As our world has become an interconnected village, community service has gone global as well. More and more Americans are ambassadors of goodwill, no longer content to let Washington alone define our nation's links to the world. Every day I learn about another inspiring and ingenious effort by Americans to make connections, share some know-how and improve the world.
Geoffrey Tabin, an accomplished American ophthalmologist, sent me an e-mail recently reporting on the week he spent in a poor village in Ghana, in West Africa. "We examined 4,600 people and documented their visual status, refractive errors and any pathology or disease," he wrote. "We gave spectacles to all who needed glasses and gave away 500 pairs of reading glasses. My retinal partner and I performed 159 cataract surgeries. All of the patients were seen one week postoperatively. There were no infections or serious complications."
Dr. Tabin and his colleagues honed their techniques working in Himalayan communities in Nepal, Tibet, Bhutan and other parts of the region. Each cataract operation costs only $15, and the ready-made eyeglasses that he provides, premade for a village-wide range of strengths, are $3. In the skilled hands of Tabin and his team, the eyesight of a village is restored in days at a tiny cost per person.
Physicians for Peace, another group of remarkable volunteers, mobilizes teams of doctors, nurses and other health professionals to provide medical training, services and supplies for impoverished communities in all parts of the world. It defines its mission not only as offering medical assistance but also as building peace through health.
··········
> Activities:
[a] Summarize the passage on American volunteers abroad in two sentences.
[b] Carry on the passage about American volunteers abroad, picking up after its final sentence.
The lines after this point are separate material, unrelated to the passage on American volunteers abroad.

> Recorded information:
··········
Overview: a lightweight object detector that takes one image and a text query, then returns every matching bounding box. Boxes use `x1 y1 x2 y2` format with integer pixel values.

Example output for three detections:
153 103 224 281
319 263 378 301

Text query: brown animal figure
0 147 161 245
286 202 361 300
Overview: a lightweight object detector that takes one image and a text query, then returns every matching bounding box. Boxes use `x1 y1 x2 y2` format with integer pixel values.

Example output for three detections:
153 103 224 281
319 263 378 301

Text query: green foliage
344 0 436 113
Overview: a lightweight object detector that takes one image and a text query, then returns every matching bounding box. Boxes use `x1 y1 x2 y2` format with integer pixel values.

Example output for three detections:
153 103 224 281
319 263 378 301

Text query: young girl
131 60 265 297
··········
> Results for each task:
[a] Community service by Americans has gone global, with more of them acting as ambassadors of goodwill instead of leaving the nation's links to the world to Washington alone. Examples include ophthalmologist Geoffrey Tabin, whose team examined 4,600 people and performed 159 cataract surgeries in a poor village in Ghana at a tiny cost per person, and Physicians for Peace, which sends health professionals to impoverished communities to provide medical training, services and supplies.

[b]
Artists too can pursue that mission. One of the world's greatest, New York City Ballet's former principal dancer Jacques d'Amboise, brings the U.S. to the world and the world to the U.S. by joining kids in the joy of music and dance. D'Amboise has long contributed to children in the U.S. through the National Dance Institute (NDI), which brings the enchantments of dance to public-school kids, often in tough neighborhoods. This year NDI featured Potou, a Senegalese village, in its yearlong program. Thousands of New York City schoolkids studied and talked about African villages like Potou; they danced and raised funds to help them. Thanks to their efforts, Potou's villagers will have better health care, a bigger food harvest and midday school meals.
Geekcorps is, well, just what it says. Its Internet-age volunteers bridge the digital divide one network at a time in the villages of the low-income world. They train people in information and communications technologies and advise them on starting businesses using these new skills. Working in Timbuktu and beyond, Geekcorps relies on its "Desert PC," specially designed for the low electricity access and high temperatures and dust of the Sahara.
From the most local civic groups to the largest businesses, we all want to make a difference. General Electric, for example, donates large amounts of hospital equipment. Becton, Dickinson does the same with syringes and diagnostics. Novartis, GlaxoSmithKline, Merck, Pfizer, Bristol-Myers Squibb, Abbott Laboratories and others have launched major drug programs, backed by considerable staff efforts, to battle devastating diseases like malaria, HIV/AIDS, trachoma, leprosy, lymphatic filariasis and more.
These and other companies are discovering the powerful added benefits of reaching out to the poor beyond the obvious direct ones: better morale among workers and customers; a boost in campus recruiting; a chance to identify and understand new markets and opportunities. The result is an outpouring of corporate-based community service: donations of time, often in the form of forgone vacations, and of company technology and know-how, which enable the poorest of the poor to improve their productivity and break free of poverty.
British Prime Minister Gordon Brown recently said at the U.N. that "to address the worst of poverty, we urgently need to summon up the best efforts of humanity." He called for "the greatest coalition of conscience in pursuit of the greatest of causes." Fourteen world leaders, including President Bush, and 20 major companies joined his call that day. Americans from all parts of our society already have their shoulders to the great global effort to end extreme poverty, and multitudes more are ready to join.